Position identification records:
start

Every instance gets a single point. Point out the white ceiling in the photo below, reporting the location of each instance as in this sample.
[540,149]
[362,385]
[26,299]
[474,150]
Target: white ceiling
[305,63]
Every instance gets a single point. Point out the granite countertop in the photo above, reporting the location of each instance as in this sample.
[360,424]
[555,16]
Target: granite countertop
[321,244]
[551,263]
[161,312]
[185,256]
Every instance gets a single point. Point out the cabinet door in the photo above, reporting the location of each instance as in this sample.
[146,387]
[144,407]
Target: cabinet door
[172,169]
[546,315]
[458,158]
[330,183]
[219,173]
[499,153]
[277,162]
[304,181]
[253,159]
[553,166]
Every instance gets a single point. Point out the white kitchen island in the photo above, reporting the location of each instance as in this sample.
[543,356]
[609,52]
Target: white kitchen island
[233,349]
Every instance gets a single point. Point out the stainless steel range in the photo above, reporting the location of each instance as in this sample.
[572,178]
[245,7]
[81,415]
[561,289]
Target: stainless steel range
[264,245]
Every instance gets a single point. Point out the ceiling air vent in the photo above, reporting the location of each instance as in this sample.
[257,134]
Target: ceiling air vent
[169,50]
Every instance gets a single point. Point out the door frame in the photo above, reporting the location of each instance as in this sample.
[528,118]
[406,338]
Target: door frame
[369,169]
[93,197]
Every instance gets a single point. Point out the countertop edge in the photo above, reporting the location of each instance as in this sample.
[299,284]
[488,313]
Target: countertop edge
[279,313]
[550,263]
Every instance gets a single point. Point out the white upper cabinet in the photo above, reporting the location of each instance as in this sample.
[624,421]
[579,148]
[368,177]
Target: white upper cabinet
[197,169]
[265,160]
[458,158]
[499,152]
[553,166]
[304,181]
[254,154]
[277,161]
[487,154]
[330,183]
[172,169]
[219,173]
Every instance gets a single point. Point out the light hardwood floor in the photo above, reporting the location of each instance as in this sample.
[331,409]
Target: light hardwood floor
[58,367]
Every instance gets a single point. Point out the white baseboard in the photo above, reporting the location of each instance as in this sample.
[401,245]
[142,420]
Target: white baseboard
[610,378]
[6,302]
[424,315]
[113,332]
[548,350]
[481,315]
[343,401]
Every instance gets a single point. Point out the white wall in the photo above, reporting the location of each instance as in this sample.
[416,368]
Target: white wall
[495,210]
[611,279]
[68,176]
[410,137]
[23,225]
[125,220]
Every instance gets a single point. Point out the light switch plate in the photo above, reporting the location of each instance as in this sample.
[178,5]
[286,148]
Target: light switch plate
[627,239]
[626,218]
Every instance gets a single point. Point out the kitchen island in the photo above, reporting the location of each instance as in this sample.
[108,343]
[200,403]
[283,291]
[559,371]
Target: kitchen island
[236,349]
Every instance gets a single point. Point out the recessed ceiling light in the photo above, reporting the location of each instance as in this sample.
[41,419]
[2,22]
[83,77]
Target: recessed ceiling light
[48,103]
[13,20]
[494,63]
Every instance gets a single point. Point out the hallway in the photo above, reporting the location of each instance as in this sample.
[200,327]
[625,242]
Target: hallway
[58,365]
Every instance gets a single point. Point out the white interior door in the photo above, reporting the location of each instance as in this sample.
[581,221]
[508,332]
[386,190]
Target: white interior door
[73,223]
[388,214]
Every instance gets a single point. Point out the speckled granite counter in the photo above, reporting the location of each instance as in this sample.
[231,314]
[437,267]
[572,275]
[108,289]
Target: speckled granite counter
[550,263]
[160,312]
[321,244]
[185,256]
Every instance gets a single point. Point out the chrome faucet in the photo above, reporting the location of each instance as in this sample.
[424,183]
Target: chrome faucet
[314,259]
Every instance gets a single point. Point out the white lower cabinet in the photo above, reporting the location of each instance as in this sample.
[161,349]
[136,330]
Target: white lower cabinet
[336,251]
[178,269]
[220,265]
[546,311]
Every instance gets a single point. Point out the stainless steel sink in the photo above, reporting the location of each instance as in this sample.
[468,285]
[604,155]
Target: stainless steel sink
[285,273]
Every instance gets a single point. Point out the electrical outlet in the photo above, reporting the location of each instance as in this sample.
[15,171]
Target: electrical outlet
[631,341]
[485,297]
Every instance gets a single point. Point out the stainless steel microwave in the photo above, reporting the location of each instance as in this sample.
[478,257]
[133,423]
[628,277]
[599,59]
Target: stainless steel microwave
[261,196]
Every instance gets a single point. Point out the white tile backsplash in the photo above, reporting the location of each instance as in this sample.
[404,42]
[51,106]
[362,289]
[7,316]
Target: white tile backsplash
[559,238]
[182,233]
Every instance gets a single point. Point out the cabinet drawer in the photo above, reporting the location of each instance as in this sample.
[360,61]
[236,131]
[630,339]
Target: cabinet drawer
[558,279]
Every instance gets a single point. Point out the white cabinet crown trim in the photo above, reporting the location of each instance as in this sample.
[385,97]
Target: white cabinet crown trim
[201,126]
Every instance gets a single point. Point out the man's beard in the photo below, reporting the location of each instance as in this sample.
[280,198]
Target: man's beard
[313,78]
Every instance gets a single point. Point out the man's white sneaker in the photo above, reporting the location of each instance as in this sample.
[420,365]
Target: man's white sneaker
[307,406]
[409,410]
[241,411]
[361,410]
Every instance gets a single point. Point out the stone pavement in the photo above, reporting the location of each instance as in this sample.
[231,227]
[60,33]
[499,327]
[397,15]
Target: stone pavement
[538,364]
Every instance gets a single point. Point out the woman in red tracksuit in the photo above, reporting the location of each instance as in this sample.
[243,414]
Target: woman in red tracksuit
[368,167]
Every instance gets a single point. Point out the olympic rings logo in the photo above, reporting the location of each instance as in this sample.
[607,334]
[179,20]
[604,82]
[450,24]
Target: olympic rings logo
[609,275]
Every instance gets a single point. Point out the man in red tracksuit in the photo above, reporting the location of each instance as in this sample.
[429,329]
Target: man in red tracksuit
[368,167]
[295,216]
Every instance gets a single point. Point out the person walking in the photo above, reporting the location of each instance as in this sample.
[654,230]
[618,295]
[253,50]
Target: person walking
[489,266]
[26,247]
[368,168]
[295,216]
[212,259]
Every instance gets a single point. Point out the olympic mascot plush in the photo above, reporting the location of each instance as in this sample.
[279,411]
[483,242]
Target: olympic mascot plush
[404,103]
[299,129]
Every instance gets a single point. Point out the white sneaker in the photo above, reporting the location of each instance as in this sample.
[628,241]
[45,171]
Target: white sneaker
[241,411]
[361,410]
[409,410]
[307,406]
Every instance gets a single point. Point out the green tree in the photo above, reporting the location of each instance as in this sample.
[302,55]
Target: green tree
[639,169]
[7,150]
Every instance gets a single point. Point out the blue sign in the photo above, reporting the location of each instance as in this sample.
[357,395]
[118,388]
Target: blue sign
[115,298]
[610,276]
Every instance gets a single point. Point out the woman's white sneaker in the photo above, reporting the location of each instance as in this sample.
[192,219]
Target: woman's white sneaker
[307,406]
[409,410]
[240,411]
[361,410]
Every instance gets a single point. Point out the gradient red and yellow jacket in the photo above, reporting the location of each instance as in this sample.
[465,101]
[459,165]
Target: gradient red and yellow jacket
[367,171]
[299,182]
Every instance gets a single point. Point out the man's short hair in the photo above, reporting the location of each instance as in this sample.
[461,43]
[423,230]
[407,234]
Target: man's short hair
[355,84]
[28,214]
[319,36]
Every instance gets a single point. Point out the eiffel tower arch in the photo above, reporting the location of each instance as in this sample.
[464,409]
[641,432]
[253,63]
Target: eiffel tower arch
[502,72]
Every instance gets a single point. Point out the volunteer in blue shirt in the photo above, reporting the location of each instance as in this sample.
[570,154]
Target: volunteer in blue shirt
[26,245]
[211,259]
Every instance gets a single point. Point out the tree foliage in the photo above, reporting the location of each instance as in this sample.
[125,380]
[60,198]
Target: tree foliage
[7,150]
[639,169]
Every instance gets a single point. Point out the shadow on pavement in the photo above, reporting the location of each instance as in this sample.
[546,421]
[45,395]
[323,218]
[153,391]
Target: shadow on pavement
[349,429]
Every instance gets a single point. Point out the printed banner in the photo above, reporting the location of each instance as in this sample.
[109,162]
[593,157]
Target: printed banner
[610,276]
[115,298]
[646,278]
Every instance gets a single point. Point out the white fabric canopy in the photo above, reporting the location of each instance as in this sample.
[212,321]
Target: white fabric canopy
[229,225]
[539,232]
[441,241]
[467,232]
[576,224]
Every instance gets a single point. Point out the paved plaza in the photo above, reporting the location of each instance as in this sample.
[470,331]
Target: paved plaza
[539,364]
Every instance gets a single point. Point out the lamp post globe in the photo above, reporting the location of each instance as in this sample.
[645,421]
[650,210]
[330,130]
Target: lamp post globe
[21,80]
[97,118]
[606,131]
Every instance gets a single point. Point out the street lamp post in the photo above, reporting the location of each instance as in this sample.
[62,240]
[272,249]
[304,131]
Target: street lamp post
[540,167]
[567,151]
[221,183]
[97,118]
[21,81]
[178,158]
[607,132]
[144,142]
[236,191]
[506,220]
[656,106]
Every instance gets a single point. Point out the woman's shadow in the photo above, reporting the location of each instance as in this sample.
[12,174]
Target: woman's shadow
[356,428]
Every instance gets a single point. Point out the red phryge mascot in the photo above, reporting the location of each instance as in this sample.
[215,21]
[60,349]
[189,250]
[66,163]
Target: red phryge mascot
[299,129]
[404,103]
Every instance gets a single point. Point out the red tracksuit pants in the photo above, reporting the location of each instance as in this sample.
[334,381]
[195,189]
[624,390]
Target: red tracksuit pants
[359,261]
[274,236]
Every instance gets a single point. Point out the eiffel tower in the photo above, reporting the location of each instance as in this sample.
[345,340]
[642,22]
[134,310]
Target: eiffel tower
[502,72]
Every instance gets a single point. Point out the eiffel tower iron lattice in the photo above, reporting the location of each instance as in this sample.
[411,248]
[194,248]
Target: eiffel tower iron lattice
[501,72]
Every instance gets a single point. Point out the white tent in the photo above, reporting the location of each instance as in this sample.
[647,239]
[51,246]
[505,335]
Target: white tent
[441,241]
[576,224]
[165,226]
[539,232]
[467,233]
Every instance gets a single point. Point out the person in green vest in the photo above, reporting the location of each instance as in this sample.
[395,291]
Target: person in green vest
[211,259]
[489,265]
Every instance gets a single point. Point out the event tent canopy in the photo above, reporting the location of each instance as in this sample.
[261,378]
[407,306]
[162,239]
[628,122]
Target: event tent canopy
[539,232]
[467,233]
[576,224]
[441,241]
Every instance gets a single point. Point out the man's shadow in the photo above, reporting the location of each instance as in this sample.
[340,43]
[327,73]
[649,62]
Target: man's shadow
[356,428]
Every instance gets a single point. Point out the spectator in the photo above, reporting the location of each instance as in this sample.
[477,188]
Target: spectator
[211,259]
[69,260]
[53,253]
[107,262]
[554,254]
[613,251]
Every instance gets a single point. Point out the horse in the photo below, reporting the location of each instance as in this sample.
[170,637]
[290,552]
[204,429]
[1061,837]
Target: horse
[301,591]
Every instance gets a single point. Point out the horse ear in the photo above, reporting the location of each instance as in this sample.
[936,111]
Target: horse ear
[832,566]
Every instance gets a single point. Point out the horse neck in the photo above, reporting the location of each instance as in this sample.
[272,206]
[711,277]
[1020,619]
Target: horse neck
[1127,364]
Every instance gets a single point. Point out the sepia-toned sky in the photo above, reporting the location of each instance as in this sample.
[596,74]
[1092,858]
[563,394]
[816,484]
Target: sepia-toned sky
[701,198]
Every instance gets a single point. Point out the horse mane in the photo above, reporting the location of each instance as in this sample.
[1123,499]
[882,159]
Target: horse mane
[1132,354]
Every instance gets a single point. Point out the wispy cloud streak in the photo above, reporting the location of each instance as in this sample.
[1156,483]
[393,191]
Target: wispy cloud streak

end

Exercise aim | Using the material above, extract the line that contains "Every instance gets a single point. Point out the horse ear" and every line after it, exactly as given; stop at the last line.

Final result |
Every instance gets a single point. Point out the horse ear in the photo above, reporting the location of each instance as in this sample.
[936,111]
Target: horse ear
[832,566]
Every instance gets a single point. Point out the horse neck in the photo above, reporting the location of each instance as in this sample.
[272,206]
[711,277]
[1020,619]
Target: horse neck
[1127,364]
Every instance gets a single point. Point out the sepia-toned sky in the photo above, reporting the location of each instance as in this sample.
[596,74]
[1092,858]
[563,394]
[816,484]
Target: sepia-toned sky
[701,198]
Every instance gets a single point. Point out the horse mane in the photo above, reporting the location of each instance as in this sample.
[1123,499]
[882,159]
Target: horse mane
[1132,354]
Every instance gets a single point. Point out the wispy cloud streak in the photo above, reporting the location of each instance as in this sample.
[1156,483]
[393,191]
Target: wispy cloud streak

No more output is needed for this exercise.